### OBJECTIVE
Skip all pictures; return exactly the lines from the one containing "like [208, 513]." through the end of the data.

··· SUPPLIED MATERIAL ···

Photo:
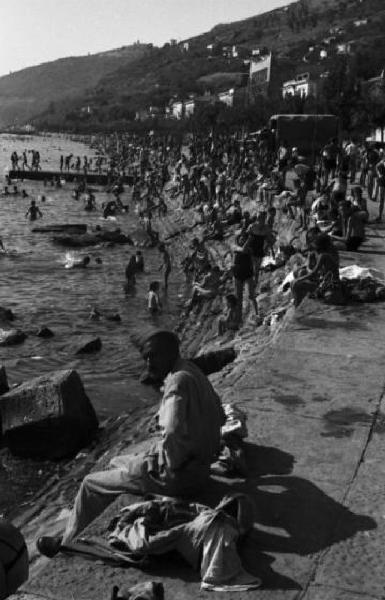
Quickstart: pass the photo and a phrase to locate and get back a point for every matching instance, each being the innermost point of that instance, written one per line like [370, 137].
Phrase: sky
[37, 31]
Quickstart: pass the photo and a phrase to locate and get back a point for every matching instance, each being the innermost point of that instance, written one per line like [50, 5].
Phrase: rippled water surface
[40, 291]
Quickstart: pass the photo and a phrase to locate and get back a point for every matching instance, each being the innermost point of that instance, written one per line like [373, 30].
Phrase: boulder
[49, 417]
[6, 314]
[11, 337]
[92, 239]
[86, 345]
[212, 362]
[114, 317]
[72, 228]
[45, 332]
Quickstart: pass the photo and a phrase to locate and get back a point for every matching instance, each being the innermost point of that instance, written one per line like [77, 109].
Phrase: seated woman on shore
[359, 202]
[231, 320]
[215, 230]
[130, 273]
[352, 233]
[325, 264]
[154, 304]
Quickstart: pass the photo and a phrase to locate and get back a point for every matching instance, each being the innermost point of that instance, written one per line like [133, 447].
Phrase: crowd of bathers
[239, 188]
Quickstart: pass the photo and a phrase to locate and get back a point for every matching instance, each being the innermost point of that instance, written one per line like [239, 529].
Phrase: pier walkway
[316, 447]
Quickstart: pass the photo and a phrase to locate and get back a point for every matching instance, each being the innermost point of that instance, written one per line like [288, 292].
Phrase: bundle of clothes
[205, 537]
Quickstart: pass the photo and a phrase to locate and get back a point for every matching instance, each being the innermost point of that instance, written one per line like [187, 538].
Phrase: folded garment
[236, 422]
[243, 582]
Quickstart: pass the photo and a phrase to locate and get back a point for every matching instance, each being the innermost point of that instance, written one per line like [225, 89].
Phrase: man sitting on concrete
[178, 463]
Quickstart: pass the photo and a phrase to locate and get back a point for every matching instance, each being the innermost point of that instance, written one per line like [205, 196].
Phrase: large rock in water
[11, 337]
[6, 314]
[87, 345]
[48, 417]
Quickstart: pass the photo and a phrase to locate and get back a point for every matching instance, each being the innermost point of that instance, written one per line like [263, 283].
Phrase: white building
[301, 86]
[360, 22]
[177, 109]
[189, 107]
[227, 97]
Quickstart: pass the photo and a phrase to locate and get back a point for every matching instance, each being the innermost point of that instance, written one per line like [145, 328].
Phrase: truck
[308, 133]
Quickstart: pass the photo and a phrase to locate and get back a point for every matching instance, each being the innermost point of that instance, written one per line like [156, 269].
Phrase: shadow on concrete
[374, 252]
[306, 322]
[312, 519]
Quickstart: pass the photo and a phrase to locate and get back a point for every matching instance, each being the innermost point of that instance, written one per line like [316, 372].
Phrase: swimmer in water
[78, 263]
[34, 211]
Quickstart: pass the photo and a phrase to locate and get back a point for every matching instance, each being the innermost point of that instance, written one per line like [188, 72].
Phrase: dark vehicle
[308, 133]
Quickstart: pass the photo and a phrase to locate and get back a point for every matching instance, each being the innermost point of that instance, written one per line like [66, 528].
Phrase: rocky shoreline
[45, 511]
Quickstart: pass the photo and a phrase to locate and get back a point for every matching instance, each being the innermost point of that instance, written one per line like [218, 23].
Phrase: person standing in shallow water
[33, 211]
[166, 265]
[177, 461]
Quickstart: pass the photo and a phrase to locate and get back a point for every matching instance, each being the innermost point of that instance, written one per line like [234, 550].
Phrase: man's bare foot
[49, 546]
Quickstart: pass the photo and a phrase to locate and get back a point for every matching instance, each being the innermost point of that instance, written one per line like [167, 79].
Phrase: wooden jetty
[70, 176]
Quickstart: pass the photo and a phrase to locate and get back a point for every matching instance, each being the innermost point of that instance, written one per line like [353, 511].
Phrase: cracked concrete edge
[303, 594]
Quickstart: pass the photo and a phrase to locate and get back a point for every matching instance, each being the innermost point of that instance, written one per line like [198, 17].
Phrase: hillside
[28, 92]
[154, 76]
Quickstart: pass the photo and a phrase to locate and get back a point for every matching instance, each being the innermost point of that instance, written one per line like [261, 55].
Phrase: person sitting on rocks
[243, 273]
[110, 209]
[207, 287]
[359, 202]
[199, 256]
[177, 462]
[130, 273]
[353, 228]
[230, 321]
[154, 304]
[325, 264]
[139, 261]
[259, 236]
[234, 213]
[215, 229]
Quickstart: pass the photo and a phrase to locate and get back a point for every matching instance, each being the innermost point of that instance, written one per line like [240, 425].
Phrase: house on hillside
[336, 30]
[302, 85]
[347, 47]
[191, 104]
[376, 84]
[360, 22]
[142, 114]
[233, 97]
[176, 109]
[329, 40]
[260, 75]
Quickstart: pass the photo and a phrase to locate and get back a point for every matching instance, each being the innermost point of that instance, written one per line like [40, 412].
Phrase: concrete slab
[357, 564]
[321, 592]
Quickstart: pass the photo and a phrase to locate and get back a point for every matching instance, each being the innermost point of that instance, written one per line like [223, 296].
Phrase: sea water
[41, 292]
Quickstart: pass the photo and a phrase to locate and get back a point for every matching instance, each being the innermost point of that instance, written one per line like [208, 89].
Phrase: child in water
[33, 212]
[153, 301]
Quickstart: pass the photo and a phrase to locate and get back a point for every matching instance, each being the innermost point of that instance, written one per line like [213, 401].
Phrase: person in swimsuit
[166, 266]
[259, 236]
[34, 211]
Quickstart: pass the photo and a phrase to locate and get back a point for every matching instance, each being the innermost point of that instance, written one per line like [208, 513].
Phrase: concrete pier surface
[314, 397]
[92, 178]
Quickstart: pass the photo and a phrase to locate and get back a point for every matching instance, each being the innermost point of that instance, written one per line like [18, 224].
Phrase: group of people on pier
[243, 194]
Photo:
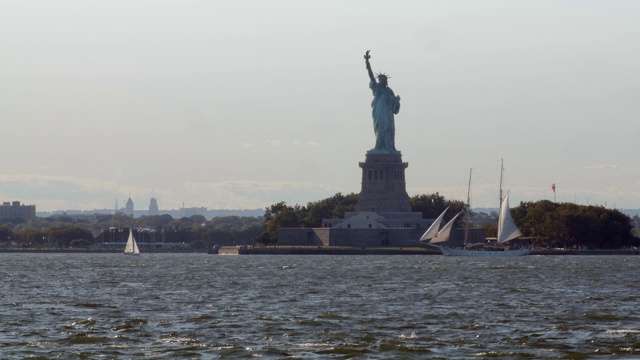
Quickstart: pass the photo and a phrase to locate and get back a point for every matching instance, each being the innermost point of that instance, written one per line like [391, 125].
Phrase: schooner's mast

···

### SOLUTION FOR THIS EXERCISE
Quickstart: pass the photo and a phrase to locate and get back a point for every matching instance, each being the innermost point of that instance, written one per line like [208, 513].
Phrase: concrete pier surface
[314, 397]
[92, 178]
Quickstart: pass the photo and a phrase to locate and get back a point for every matching instance, each being the innermost point of that instance, written one per line like [18, 224].
Phrase: group of people on pier
[243, 194]
Photo:
Quickstart: pass the photo and a phrase to locate and get back a point for every matching instance, each being the innermost point of that instance, written one per line like [391, 125].
Phrase: schooner's mast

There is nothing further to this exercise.